Platform Observability & Reliability
Platform Reliability Patterns
Platform reliability ensures consistent service delivery to development teams. This lesson covers multi-tenancy, namespace isolation, and virtual clusters for platform resilience.
Multi-Tenancy Challenges
Platform teams serve multiple development teams with varying requirements. Multi-tenancy introduces challenges around resource isolation, security boundaries, and fair resource allocation.
Tenancy Models
┌─────────────────────────────────────────────────────────────────────┐
│ Multi-Tenancy Models │
├─────────────────────────────────────────────────────────────────────┤
│ │
│ Soft Multi-Tenancy │ Hard Multi-Tenancy │
│ ───────────────── │ ────────────────── │
│ │ │
│ ┌─────────────────────┐ │ ┌─────────┐ ┌─────────┐ ┌─────────┐│
│ │ Shared Cluster │ │ │Cluster A│ │Cluster B│ │Cluster C││
│ │ ┌─────┐ ┌─────┐ │ │ │ Team A │ │ Team B │ │ Team C ││
│ │ │NS-A │ │NS-B │ │ │ └─────────┘ └─────────┘ └─────────┘│
│ │ └─────┘ └─────┘ │ │ │
│ │ ┌─────┐ ┌─────┐ │ │ • Complete isolation │
│ │ │NS-C │ │NS-D │ │ │ • Higher resource cost │
│ │ └─────┘ └─────┘ │ │ • Independent upgrades │
│ └─────────────────────┘ │ │
│ │ │
│ • Namespace isolation │ │
│ • Resource efficient │ │
│ • Shared control plane │ │
│ │ │
└─────────────────────────────────────────────────────────────────────┘
Namespace Isolation with Network Policies
Network policies control traffic flow between namespaces and pods.

Written exercise 1:
Reproduce word for word the passage of the platform reliability lesson between "Platform Observability &" and "for platform resilience.", inclusive.
Written exercise 2:
Report each line of the records below that contains the string "path".

[Point labeling records]
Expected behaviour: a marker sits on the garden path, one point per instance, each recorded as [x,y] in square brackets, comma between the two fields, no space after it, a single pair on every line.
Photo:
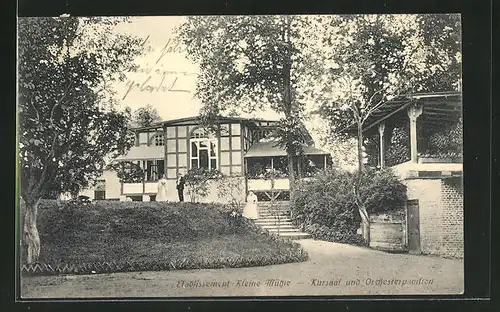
[333,269]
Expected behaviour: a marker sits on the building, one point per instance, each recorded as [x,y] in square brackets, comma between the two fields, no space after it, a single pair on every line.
[240,148]
[434,218]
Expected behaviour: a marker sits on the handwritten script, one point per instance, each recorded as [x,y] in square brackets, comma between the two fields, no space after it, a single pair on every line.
[159,80]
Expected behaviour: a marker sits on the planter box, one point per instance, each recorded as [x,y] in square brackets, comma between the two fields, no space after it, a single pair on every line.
[136,188]
[265,185]
[440,160]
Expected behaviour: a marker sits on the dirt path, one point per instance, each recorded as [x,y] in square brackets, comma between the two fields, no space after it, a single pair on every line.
[333,269]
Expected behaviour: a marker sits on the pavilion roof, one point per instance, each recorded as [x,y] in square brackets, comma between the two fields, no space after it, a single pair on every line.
[437,108]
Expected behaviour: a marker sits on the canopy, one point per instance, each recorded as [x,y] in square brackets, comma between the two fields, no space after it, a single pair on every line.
[144,153]
[269,149]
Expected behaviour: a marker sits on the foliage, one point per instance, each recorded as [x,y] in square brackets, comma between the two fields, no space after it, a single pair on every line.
[198,182]
[135,236]
[230,189]
[326,205]
[373,59]
[446,143]
[251,63]
[127,171]
[68,122]
[145,116]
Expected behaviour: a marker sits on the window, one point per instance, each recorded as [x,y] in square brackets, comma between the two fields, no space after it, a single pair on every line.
[158,140]
[204,150]
[99,195]
[154,168]
[100,190]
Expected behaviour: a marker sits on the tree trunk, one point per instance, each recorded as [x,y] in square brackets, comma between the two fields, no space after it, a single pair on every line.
[365,221]
[291,171]
[30,237]
[299,166]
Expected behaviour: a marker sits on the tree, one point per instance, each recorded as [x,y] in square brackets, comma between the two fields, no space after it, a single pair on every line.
[145,116]
[250,63]
[372,59]
[69,125]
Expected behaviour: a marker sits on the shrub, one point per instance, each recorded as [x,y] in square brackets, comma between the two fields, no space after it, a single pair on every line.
[198,182]
[133,236]
[325,206]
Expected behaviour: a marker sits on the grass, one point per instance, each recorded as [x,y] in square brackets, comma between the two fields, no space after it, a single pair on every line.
[124,232]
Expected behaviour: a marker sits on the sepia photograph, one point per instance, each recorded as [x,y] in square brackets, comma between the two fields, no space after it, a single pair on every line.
[240,156]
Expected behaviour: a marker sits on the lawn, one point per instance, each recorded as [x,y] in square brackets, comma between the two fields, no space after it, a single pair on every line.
[156,236]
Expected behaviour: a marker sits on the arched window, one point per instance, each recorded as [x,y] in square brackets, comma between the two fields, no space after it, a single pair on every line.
[158,140]
[204,149]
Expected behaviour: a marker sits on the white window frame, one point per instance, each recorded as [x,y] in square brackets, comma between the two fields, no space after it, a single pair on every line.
[158,138]
[209,141]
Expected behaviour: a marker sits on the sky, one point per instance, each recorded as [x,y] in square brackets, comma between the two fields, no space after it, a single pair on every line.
[166,79]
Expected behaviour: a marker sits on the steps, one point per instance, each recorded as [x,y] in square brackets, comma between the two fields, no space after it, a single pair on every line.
[276,220]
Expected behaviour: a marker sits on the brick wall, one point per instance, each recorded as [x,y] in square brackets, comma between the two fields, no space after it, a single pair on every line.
[452,218]
[428,193]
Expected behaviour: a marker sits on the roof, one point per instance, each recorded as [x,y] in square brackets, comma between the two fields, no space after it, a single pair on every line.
[437,108]
[267,149]
[197,119]
[144,152]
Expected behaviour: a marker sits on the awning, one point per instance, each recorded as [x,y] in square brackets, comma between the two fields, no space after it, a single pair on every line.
[269,149]
[144,153]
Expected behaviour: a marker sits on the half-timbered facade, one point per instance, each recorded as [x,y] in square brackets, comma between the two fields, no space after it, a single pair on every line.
[240,148]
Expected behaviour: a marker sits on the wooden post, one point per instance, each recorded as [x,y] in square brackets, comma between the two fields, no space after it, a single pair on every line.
[413,112]
[381,128]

Problem solution 1:
Platform Observability & Reliability
Platform Reliability Patterns
Platform reliability ensures consistent service delivery to development teams. This lesson covers multi-tenancy, namespace isolation, and virtual clusters for platform resilience.

Problem solution 2:
Expected behaviour: a marker sits on the garden path, one point per instance, each recorded as [x,y] in square brackets, comma between the two fields, no space after it, a single pair on every line.
Expected behaviour: a marker sits on the dirt path, one point per instance, each recorded as [x,y] in square brackets, comma between the two fields, no space after it, a single pair on every line.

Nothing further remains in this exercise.